━━━━━ Extrait à lire ━━━━━

MOI-S-SONNÉ, MOI-S-SONNANT, CARILLON SUR LE SON

Monroe / Ballard / Baker / Armstrong / Widmark / Brenez / Kipling / Deshays / Bonnet / Campan / Foucault / Proust / Mendès / Rachilde / Bloy / Fauré / Schaeffer / Angot / Dubois / Modiano / Péguy / Rabelais

Oui, c'est bien Marilyn Monroe que vous voyez ci-dessus, et cela dans son seul grand rôle tragique, celui d'une baby-sitter perturbée qui s'appelle Nell (je n'aime pas écrire « Marilyn » comme font ceux qui, hommes ou femmes, s'approprient l'histoire déchirante de l'actrice). Comme me le fait remarquer Anne-Marie on la voit ici, plus souvent que de coutume, filmée de face, ce qui fait apparaître son nez et donc son visage, photographié par Lucien Ballard, d'une façon insolite, différente. La scène se situe vers le début d'un très bon suspense dirigé par Roy Ward Baker, Don't bother to Knock, 1952 (Troublez-moi ce soir est le titre français) inspiré par le roman de Charlotte Armstrong Mischief.  Monroe, qui y a pour partenaire un Richard Widmark très humain, y est excellente et fait peur. Ici, elle vient d'éteindre la radio de la suite d'hôtel où elle est chargée de garder la petite fille d'un couple aisé pendant que celui-ci se rend à une fête, qui a lieu quelques étages plus bas dans le même palace new-yorkais. Nous sommes au début des années 50. C'est une période où beaucoup de films noirs américains adoptent un même principe, celui de limiter au générique et éventuellement à la toute fin du film la présence d'un accompagnement orchestral « de fosse » (non-diégétique). De sorte que si l'on y entend de la musique au cours de l'action, c'est uniquement lorsque celle-ci en est partie prenante, comme dans les débuts du parlant, et quand celle-ci s'arrête et que les personnages cessent de parler, les bruits de la vie ont alors une chance de se faire entendre. Ici Nell, venant d'éteindre une radio, est soudain sensible à un son qui, devenu audible, la ramène à son histoire personnelle – un avion qui passe au-dessus de la ville - tout en faisant exister le monde. C'est encore un ronronnement d'avion à hélice - nous ne sommes qu'en 1953 -  tel qu'on n'en entend plus guère aujourd'hui, sinon dans les aéro-clubs et les films. Pour mieux l'entendre la baby-sitter va vers la fenêtre et elle écarte les lames du store, afin de humer le son comme un parfum. D'ailleurs, elle vient de se mettre derrière les oreilles deux gouttes du parfum précieux de la dame qui l'a engagée, et de se parer de ses bijoux.

━━━━━ Liste des données ━━━━━

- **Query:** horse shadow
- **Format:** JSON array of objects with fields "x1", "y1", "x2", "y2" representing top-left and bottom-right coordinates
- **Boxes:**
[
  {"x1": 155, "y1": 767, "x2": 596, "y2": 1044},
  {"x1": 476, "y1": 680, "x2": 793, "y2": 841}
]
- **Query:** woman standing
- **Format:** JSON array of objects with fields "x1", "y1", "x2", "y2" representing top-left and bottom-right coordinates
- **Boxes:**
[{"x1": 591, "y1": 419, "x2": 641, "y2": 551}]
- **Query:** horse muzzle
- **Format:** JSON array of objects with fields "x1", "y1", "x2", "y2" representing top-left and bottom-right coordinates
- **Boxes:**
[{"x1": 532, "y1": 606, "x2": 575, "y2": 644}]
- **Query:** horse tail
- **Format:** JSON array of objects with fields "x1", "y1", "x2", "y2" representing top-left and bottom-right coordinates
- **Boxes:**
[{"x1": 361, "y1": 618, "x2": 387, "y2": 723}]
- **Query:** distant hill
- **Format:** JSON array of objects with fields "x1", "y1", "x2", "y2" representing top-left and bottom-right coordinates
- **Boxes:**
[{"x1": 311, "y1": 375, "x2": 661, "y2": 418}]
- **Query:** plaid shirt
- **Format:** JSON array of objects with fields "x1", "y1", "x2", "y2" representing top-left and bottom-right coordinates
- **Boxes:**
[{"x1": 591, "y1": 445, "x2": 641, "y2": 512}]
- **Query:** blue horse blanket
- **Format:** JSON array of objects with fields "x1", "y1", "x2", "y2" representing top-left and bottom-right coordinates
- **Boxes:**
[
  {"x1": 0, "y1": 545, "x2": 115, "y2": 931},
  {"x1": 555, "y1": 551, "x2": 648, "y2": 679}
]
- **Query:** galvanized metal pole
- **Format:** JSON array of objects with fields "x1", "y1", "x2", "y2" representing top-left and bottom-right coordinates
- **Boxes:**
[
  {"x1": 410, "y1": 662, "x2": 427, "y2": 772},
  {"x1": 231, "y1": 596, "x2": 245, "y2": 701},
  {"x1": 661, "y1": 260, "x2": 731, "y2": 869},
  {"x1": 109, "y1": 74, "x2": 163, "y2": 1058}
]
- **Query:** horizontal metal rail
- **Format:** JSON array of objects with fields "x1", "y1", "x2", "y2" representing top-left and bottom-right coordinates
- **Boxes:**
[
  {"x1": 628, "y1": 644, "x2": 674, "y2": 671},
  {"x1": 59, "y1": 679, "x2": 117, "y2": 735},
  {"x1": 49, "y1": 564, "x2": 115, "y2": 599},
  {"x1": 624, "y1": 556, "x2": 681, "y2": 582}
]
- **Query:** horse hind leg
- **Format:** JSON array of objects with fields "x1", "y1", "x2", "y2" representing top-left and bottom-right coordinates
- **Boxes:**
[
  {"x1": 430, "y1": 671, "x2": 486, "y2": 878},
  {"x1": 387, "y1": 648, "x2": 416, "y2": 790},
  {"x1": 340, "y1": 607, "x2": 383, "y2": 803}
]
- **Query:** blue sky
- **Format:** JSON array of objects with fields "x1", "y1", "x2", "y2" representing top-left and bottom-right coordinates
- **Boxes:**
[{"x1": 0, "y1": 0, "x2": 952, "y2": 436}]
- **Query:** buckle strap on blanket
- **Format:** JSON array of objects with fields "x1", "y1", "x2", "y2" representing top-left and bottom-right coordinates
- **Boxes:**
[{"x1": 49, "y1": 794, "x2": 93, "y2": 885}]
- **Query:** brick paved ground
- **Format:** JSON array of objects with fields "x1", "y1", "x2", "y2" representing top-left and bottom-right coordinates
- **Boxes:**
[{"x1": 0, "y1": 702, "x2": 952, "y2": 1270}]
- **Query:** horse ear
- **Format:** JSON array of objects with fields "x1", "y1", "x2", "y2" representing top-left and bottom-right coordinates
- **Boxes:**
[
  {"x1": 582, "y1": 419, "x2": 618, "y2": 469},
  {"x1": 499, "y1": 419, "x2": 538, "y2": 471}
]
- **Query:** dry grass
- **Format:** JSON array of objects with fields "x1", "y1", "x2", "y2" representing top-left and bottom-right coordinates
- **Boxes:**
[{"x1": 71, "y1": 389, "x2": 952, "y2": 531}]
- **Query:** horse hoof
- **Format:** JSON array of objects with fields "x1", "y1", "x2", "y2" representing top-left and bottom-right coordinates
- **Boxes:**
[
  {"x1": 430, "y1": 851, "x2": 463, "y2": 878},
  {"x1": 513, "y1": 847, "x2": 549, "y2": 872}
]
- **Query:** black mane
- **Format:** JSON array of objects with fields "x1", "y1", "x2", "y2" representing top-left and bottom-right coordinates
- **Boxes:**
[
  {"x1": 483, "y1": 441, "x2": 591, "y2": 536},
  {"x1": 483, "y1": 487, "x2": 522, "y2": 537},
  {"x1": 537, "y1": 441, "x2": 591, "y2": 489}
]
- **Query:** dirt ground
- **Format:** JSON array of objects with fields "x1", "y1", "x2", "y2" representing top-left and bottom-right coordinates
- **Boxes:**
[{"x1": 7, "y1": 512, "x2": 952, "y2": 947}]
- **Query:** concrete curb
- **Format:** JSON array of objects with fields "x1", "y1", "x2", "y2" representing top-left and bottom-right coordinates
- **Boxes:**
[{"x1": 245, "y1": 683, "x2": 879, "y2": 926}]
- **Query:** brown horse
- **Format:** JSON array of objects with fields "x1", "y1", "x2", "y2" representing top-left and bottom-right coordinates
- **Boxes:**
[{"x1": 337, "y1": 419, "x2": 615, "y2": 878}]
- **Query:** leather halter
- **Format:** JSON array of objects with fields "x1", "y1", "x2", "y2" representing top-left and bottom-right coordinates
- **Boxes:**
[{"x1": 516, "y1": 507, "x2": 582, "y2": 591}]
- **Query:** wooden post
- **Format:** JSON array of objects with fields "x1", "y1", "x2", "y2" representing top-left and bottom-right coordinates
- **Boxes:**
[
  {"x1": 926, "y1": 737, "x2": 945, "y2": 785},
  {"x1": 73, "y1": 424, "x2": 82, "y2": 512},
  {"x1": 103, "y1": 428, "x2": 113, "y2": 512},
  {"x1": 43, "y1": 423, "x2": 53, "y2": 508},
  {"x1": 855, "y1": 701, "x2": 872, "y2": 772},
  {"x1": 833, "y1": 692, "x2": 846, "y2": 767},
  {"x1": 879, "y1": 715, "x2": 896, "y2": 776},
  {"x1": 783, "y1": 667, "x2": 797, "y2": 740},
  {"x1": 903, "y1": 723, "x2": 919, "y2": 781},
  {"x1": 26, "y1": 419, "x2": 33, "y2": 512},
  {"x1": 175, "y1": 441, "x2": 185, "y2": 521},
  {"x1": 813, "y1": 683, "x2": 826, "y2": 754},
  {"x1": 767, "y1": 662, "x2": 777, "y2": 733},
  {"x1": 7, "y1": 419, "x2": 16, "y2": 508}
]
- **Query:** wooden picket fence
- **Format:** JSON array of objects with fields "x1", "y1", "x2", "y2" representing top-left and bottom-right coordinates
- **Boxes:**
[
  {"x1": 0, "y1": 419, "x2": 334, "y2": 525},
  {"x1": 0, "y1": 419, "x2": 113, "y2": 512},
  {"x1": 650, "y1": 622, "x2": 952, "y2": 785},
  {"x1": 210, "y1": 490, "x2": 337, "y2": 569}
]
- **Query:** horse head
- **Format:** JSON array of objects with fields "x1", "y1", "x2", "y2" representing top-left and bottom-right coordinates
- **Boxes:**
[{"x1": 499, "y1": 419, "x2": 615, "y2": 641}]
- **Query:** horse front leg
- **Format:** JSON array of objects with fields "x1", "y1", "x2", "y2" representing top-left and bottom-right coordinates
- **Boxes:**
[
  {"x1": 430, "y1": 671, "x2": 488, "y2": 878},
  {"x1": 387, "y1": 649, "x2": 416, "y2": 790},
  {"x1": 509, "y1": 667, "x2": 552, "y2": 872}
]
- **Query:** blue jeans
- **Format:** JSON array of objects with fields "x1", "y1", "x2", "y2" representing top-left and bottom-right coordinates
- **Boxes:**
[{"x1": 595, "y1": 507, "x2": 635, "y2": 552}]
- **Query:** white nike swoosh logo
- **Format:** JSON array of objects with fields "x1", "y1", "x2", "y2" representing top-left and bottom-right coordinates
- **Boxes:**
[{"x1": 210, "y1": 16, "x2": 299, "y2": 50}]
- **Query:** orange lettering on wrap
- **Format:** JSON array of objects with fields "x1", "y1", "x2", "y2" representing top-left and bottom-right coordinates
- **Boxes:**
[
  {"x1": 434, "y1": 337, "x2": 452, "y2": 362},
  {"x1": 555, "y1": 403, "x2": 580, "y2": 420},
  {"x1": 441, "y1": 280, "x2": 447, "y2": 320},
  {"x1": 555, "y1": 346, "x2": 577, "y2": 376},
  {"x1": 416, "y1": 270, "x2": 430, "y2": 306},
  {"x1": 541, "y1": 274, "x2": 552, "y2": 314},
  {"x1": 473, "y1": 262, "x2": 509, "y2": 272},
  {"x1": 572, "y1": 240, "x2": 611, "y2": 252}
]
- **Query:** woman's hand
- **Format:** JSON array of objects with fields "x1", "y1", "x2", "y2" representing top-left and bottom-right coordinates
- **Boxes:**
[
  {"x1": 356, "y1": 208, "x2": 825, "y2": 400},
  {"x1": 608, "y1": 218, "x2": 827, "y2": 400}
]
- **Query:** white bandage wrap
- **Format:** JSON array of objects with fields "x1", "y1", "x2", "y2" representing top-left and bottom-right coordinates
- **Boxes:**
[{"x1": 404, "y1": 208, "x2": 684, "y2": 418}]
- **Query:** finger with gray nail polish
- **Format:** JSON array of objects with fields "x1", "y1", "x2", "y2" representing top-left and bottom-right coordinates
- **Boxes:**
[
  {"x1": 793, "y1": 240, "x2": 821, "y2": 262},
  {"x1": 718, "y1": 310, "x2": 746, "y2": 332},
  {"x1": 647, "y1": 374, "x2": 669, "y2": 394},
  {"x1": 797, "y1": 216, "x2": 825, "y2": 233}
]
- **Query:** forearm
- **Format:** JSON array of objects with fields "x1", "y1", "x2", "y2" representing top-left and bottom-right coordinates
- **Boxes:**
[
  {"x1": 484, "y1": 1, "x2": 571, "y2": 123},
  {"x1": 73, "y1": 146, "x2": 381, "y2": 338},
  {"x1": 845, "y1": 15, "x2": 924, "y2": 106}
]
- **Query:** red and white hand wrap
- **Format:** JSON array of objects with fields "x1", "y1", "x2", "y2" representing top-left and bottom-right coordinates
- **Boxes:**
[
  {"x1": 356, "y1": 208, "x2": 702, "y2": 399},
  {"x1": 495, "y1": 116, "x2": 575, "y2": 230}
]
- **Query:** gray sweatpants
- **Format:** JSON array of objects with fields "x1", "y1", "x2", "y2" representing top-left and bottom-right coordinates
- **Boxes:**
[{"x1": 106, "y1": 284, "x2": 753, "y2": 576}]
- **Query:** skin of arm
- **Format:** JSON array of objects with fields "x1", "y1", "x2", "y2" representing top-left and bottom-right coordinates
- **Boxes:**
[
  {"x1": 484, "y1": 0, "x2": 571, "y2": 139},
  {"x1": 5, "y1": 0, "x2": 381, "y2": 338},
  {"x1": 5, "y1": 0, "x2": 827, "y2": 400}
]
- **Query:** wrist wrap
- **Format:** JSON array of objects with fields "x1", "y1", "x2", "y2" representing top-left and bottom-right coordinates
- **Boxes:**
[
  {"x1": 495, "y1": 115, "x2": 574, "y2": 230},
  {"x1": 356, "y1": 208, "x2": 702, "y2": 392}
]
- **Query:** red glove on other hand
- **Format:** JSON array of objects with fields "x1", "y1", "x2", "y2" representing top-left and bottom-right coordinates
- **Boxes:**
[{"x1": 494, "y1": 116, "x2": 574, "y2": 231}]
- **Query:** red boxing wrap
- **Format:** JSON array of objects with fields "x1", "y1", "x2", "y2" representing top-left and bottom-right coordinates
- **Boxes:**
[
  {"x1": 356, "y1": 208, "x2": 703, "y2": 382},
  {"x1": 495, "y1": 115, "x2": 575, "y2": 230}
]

━━━━━

_Consignes_
1. Répondez à ces questions d'après l'extrait sur le son :
(a) Qui a photographié Monroe dans ce film ?
(b) De quel roman le film s'inspire-t-il ?
(c) Que se met Nell derrière les oreilles ?
2. Donnez la suite de l'extrait sur le son.
Le matériel fourni ne sert à rien ici.

_Réponses_
1.
(a) Lucien Ballard.
(b) Du roman *Mischief* de Charlotte Armstrong.
(c) Deux gouttes du parfum précieux de la dame qui l'a engagée.

2.
« D'où provient votre rapport passionnel au sonore ? », m'est-il demandé lors du cours en visio-conférence  que m'a proposé Nicole Brenez à destination des étudiants de la Femis où elle enseigne, et que j'ai eu une grande joie à enregistrer. Sous l'influence peut-être de cet extrait, je lui donnerais les noms de réceptivité, d'obsession certainement, de hantise. Hantise et mémoire, car j'ai un souvenir précoce de certains sons : la voix des acteurs de doublage dans le premier film que j'aie vu de ma vie à 6-7 ans (Sous le plus grand chapiteau du monde, de De Mille) ; les travellings sonores que créait, pour l'enfant de 10 ans que j'étais, le fait d'aller de la gare du Buet, Haute-Savoie, au chalet L'Aiguillette des Posettes, en entendant s'approcher et s'éloigner toutes sortes de fontaines et de cours d'eau. Ainsi, je ne sais pas pourquoi, je suis devenu réceptif aux sons. Et indigné quand on déconsidère la réceptivité, et l'attention à en rendre compte.

A partir de cette réceptivité, j'ai composé pendant cinquante ans des œuvres presque toutes pour le son seul, des œuvres de musique concrète dont les sons sortent de haut-parleurs ; et j'ai pu éprouver que lorsque vous ne travaillez qu'avec des sons, ceux-ci cessent d'être des sons ; ils sont le monde même, la vie.  Mais dès 1975, j’ai aussi écrit, filmé et bruité, scénario, image et son, un court-métrage Le Grand Nettoyage, (voir le blog n°56) qu’on peut visionner sur Youtube. Ce qui m'a permis aussi de comprendre quelque chose à ce qui se passe dans la combinaison sons/images.

 Je pense donc beaucoup à partir des sons. Qu'est-ce qui m'a orienté ainsi ? Est-ce la crainte tout enfant de devenir aveugle, et donc une sorte de préparation à vivre sans la vue ? Ma mère faisait volontiers allusion, avec admiration, à un roman de Rudyard Kipling que je n'ai jamais osé lire, La lumière qui s'éteint (The Light that Failed), sur un peintre qui devient aveugle, au moment même où ma vue baissait à toute vitesse jusqu'à une myopie très prononcée (j'ai déjà parlé de notre père borgne, voir blog n°37).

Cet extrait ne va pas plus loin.